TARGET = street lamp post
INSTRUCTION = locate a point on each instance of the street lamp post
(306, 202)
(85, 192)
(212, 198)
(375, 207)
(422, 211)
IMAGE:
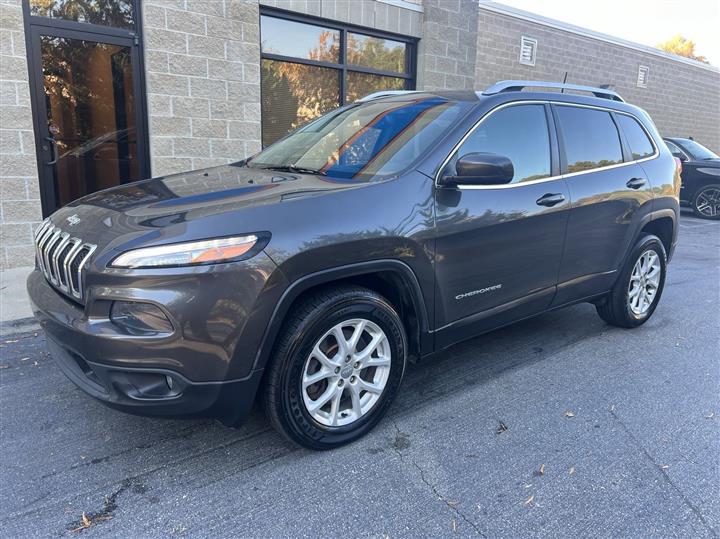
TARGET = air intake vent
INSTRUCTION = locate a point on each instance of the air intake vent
(62, 258)
(528, 51)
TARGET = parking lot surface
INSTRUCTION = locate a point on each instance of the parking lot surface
(558, 426)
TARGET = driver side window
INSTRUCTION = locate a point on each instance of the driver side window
(518, 132)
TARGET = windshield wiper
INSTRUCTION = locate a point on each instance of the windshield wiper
(294, 168)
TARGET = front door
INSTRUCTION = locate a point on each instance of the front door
(498, 248)
(87, 100)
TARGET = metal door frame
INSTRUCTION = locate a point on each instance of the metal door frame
(35, 27)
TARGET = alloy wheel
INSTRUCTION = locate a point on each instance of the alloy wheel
(345, 374)
(707, 202)
(644, 283)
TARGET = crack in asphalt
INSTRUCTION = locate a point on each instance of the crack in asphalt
(401, 443)
(664, 474)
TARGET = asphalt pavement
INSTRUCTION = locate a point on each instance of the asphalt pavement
(559, 426)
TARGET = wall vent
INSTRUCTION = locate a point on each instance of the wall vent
(528, 50)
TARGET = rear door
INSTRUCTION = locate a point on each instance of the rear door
(498, 247)
(610, 195)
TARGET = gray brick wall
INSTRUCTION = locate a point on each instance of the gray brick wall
(202, 59)
(446, 58)
(19, 191)
(375, 14)
(682, 99)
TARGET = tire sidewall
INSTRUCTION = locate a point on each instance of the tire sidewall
(693, 203)
(645, 244)
(296, 415)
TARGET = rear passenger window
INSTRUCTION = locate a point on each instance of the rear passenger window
(519, 133)
(591, 138)
(639, 143)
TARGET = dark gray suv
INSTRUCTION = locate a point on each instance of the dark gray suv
(385, 230)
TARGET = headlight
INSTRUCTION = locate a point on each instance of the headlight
(186, 254)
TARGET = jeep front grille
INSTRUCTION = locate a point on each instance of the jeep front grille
(62, 258)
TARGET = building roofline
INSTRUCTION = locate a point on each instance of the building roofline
(489, 5)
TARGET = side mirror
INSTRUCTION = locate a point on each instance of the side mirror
(680, 156)
(481, 169)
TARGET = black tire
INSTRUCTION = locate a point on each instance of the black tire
(614, 309)
(703, 191)
(282, 395)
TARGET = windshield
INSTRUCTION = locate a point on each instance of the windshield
(366, 140)
(698, 151)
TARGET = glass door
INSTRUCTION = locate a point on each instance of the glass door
(89, 115)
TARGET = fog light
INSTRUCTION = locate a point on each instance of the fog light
(139, 318)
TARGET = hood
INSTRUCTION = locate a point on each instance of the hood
(217, 201)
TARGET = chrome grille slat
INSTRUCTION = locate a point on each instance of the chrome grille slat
(57, 252)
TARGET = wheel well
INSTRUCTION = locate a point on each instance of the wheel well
(663, 229)
(393, 287)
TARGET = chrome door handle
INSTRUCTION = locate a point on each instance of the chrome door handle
(636, 183)
(53, 146)
(550, 199)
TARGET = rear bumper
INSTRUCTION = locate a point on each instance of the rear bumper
(108, 366)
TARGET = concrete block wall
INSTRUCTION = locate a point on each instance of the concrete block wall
(387, 16)
(683, 99)
(19, 191)
(446, 59)
(202, 62)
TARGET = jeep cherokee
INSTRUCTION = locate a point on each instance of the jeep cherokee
(384, 230)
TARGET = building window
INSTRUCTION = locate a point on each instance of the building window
(310, 67)
(528, 51)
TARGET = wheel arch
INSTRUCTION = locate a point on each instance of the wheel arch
(393, 279)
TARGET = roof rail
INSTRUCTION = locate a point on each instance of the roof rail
(517, 85)
(383, 93)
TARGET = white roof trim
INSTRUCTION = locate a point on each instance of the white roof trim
(496, 7)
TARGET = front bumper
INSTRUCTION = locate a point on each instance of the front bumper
(135, 375)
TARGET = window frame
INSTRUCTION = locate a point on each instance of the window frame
(553, 160)
(410, 75)
(556, 141)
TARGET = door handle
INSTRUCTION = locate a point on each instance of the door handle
(550, 199)
(53, 146)
(636, 183)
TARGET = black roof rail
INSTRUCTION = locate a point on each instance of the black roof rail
(517, 85)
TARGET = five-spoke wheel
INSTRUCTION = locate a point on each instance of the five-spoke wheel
(346, 372)
(336, 368)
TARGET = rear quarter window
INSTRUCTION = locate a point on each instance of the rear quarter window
(590, 137)
(640, 144)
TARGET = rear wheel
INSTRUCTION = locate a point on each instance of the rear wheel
(706, 202)
(637, 291)
(336, 367)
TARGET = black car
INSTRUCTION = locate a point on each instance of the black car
(384, 231)
(700, 176)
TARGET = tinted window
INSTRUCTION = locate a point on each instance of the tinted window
(674, 149)
(103, 12)
(519, 133)
(639, 143)
(367, 140)
(291, 38)
(698, 151)
(309, 69)
(591, 138)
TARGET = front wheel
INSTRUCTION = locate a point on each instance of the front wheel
(336, 368)
(637, 291)
(706, 202)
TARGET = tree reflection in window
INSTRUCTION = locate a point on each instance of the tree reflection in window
(118, 13)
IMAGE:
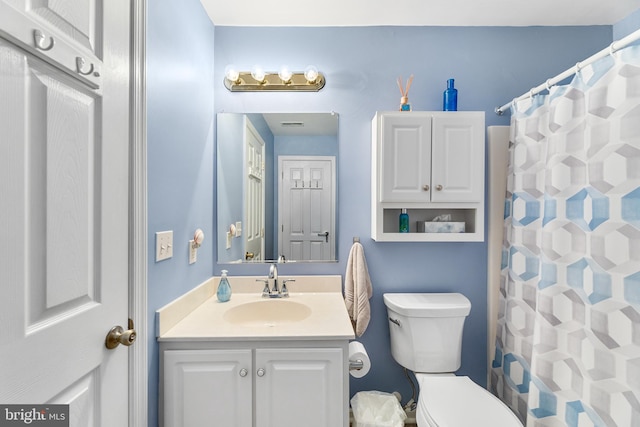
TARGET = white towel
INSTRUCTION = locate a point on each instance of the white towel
(357, 289)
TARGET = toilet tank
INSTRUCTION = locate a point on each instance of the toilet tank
(426, 329)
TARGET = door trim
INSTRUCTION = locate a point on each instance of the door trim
(138, 357)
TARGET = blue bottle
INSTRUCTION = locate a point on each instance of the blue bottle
(404, 221)
(450, 97)
(224, 289)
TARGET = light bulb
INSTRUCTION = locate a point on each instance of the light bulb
(285, 74)
(311, 74)
(258, 74)
(231, 73)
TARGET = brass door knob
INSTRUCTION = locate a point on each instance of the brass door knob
(117, 335)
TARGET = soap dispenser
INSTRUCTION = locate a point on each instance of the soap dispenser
(224, 289)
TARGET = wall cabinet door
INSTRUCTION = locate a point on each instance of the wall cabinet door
(457, 151)
(431, 157)
(207, 387)
(299, 387)
(405, 161)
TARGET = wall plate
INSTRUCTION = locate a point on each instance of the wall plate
(164, 245)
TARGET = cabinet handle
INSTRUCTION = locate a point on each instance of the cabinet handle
(41, 42)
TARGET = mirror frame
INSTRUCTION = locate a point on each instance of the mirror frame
(284, 134)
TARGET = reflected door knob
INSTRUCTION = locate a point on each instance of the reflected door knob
(117, 335)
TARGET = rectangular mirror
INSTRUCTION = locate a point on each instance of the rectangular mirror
(277, 184)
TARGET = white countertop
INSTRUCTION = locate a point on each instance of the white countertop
(199, 316)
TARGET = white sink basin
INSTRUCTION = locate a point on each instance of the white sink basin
(268, 312)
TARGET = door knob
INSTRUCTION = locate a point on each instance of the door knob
(117, 335)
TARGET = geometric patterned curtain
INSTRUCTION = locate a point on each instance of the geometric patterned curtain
(568, 333)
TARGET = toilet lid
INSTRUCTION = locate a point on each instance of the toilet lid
(451, 401)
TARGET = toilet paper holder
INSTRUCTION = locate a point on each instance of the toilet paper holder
(356, 365)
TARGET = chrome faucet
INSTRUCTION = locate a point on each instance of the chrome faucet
(271, 285)
(273, 275)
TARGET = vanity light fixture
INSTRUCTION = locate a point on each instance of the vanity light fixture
(257, 80)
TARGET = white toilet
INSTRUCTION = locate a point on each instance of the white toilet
(426, 337)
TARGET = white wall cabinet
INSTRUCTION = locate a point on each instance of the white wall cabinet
(254, 387)
(431, 163)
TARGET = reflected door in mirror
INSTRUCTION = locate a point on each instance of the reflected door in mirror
(306, 211)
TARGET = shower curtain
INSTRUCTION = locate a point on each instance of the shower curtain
(568, 331)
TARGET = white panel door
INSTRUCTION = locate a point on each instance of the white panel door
(254, 194)
(306, 212)
(297, 387)
(207, 388)
(405, 163)
(64, 207)
(458, 157)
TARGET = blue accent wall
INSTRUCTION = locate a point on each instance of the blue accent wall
(180, 141)
(627, 26)
(185, 90)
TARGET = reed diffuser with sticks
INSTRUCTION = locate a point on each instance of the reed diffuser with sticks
(404, 94)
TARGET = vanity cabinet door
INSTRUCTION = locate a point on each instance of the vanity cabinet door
(299, 387)
(207, 388)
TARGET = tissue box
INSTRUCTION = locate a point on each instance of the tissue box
(440, 227)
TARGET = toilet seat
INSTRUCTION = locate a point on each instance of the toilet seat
(452, 401)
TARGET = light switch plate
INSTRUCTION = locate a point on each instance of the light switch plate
(164, 245)
(193, 252)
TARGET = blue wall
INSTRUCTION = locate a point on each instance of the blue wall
(180, 157)
(627, 26)
(490, 65)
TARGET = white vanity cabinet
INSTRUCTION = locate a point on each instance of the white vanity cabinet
(431, 163)
(258, 385)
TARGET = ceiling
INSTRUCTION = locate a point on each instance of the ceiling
(418, 12)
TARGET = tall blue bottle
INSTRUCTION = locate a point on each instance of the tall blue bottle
(450, 97)
(224, 289)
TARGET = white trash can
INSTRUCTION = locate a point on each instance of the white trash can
(377, 409)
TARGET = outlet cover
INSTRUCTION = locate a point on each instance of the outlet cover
(164, 245)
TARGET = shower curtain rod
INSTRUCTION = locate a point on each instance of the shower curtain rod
(613, 47)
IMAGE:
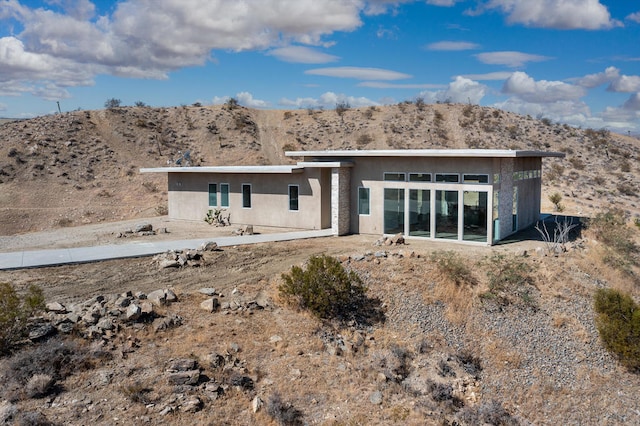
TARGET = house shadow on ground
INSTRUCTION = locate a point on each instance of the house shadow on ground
(549, 229)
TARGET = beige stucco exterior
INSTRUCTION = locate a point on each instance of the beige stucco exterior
(504, 199)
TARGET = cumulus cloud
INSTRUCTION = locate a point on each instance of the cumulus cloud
(460, 90)
(327, 100)
(542, 91)
(593, 80)
(359, 73)
(509, 58)
(145, 38)
(558, 14)
(625, 84)
(302, 55)
(452, 45)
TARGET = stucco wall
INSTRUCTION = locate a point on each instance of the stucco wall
(189, 198)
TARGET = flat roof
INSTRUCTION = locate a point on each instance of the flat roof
(500, 153)
(288, 169)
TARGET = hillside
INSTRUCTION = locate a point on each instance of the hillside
(89, 160)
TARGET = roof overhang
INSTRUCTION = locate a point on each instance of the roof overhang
(437, 153)
(227, 169)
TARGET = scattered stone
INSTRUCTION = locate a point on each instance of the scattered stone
(210, 305)
(376, 398)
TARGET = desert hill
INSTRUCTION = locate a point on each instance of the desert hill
(82, 167)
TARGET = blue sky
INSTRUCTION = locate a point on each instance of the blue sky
(573, 61)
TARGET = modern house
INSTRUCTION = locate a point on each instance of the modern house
(471, 195)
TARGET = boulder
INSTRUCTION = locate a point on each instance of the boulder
(143, 227)
(210, 305)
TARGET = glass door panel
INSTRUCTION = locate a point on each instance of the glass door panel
(419, 212)
(475, 216)
(393, 210)
(447, 214)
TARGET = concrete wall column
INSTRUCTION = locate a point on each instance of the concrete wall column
(340, 196)
(505, 207)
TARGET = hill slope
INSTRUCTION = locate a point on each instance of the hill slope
(82, 167)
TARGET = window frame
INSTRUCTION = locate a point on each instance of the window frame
(222, 195)
(368, 192)
(297, 198)
(245, 204)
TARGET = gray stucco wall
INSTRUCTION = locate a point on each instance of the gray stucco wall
(189, 198)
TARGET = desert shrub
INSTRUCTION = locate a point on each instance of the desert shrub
(510, 280)
(618, 323)
(364, 140)
(555, 199)
(342, 107)
(486, 413)
(15, 311)
(325, 288)
(112, 103)
(55, 358)
(453, 267)
(284, 414)
(611, 229)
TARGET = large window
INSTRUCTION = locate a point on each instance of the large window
(246, 195)
(224, 195)
(293, 197)
(394, 177)
(364, 201)
(393, 210)
(213, 195)
(448, 177)
(419, 212)
(447, 214)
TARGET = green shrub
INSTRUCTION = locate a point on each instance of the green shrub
(15, 311)
(618, 323)
(453, 267)
(510, 280)
(325, 288)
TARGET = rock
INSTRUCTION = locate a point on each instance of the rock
(261, 299)
(256, 404)
(168, 263)
(184, 377)
(133, 312)
(210, 305)
(182, 364)
(209, 246)
(191, 405)
(209, 291)
(376, 398)
(41, 331)
(143, 227)
(56, 307)
(157, 297)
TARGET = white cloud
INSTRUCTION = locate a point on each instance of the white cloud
(452, 45)
(558, 14)
(499, 75)
(327, 100)
(461, 90)
(302, 55)
(625, 84)
(509, 58)
(358, 73)
(593, 80)
(382, 85)
(542, 91)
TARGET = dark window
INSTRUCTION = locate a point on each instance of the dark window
(246, 195)
(293, 197)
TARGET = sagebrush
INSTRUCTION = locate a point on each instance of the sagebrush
(324, 288)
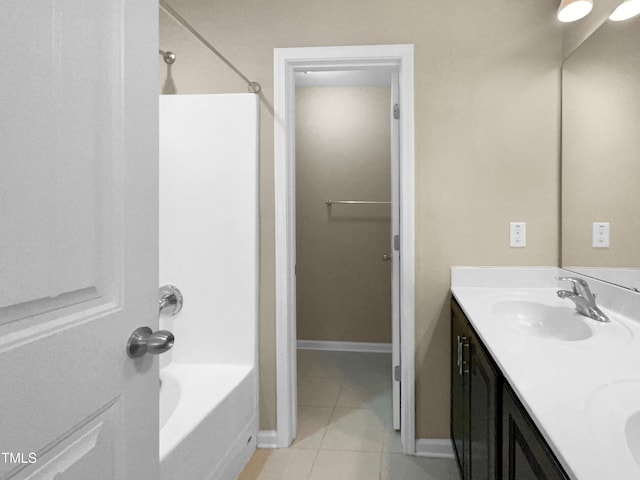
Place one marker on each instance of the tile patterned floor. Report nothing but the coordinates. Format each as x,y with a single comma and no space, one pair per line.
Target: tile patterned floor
344,426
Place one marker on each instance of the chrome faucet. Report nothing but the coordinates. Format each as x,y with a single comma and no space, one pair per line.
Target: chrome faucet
584,299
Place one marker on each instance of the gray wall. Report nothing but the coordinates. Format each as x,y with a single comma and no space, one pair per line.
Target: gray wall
343,152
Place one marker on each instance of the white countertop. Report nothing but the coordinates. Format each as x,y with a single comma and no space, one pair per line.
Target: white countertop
582,388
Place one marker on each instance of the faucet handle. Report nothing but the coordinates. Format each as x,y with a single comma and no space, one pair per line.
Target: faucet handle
580,286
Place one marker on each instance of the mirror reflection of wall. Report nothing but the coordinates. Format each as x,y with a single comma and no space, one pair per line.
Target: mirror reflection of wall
601,154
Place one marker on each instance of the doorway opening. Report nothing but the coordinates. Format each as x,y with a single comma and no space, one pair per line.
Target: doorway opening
396,62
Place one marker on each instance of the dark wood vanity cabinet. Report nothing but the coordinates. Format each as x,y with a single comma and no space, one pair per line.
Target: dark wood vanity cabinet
475,396
493,436
525,454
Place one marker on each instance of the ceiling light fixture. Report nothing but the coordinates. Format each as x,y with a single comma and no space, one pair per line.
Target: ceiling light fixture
626,10
572,10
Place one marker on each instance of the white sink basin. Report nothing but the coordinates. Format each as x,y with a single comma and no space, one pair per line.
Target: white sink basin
615,413
546,321
632,433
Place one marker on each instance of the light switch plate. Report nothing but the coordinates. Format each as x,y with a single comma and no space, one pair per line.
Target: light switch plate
600,234
518,234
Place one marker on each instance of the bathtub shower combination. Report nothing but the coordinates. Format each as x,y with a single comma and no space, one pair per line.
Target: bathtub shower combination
209,250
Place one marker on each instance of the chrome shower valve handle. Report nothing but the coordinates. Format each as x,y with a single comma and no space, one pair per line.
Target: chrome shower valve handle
170,300
144,340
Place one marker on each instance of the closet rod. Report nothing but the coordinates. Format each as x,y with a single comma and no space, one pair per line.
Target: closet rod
355,202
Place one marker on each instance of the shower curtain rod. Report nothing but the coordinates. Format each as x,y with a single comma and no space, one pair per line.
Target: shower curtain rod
254,87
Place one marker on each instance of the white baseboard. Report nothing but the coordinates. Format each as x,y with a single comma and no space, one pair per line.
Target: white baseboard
267,439
344,346
434,448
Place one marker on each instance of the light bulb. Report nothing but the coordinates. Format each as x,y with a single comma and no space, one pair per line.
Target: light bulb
572,10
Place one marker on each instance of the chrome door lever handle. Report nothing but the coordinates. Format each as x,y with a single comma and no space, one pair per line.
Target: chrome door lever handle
144,340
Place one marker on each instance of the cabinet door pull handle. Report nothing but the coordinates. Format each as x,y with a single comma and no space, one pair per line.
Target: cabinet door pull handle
465,362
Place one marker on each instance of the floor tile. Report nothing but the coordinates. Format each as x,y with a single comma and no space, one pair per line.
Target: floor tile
341,465
319,392
392,442
312,425
279,464
407,467
354,429
365,391
365,363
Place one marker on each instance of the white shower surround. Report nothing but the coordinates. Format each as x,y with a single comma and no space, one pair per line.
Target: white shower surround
209,249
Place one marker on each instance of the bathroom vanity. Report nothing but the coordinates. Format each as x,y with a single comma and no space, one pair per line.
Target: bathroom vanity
493,435
538,390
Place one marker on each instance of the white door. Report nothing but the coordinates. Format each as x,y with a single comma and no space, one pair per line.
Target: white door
78,239
395,246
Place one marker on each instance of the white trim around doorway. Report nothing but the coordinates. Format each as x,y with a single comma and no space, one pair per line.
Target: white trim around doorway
287,61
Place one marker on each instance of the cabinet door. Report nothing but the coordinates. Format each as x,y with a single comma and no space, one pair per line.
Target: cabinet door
525,454
459,404
484,391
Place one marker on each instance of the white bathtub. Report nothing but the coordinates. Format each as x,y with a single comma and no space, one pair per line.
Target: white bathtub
209,250
208,421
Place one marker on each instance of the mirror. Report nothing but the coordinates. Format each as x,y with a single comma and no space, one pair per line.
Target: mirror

_ _ _ _

## TASK:
When you reach the line holding "TARGET = concrete wall column" in the records above, begin reproducing exactly, stop after the line holding "TARGET = sagebrush", and output nothing else.

## YOUR SOLUTION:
TARGET = concrete wall column
INSTRUCTION = locate a point on each instance of the concrete wall column
(340, 196)
(505, 207)
TARGET = hill slope
INSTRUCTION = locate a point on each instance of the hill slope
(82, 167)
TARGET = window frame
INSTRUCTION = locate a point on each instance of the window frame
(222, 195)
(368, 192)
(297, 198)
(245, 204)
TARGET = gray stucco wall
INSTRUCTION = locate a point on each instance of the gray stucco wall
(189, 198)
TARGET = desert shrub
INSTRUCTION = locate a point on each instance of the desert shrub
(510, 280)
(618, 323)
(364, 140)
(555, 199)
(342, 107)
(486, 413)
(15, 311)
(325, 288)
(112, 103)
(55, 358)
(453, 267)
(284, 414)
(611, 229)
TARGET = large window
INSTRUCTION = locate a point on each instance of the large window
(246, 195)
(224, 195)
(293, 197)
(394, 177)
(364, 201)
(393, 210)
(213, 195)
(448, 177)
(419, 212)
(447, 214)
TARGET = green shrub
INSTRUCTION = locate a point on each instance of the green shrub
(15, 311)
(618, 323)
(453, 267)
(510, 280)
(325, 288)
TARGET = rock
INSTRUCTION = locate a point on each instance of the rock
(261, 299)
(256, 404)
(168, 263)
(184, 377)
(133, 312)
(210, 305)
(182, 364)
(209, 246)
(191, 405)
(209, 291)
(376, 398)
(41, 331)
(143, 227)
(56, 307)
(157, 297)
TARGET = white cloud
INSTRUCTION = locate a point on each instance of the white cloud
(452, 45)
(558, 14)
(499, 75)
(327, 100)
(461, 90)
(302, 55)
(625, 84)
(509, 58)
(358, 73)
(593, 80)
(382, 85)
(542, 91)
TARGET = dark window
INSTRUCTION = locate a point on each instance of the dark window
(246, 195)
(293, 197)
TARGET = sagebrush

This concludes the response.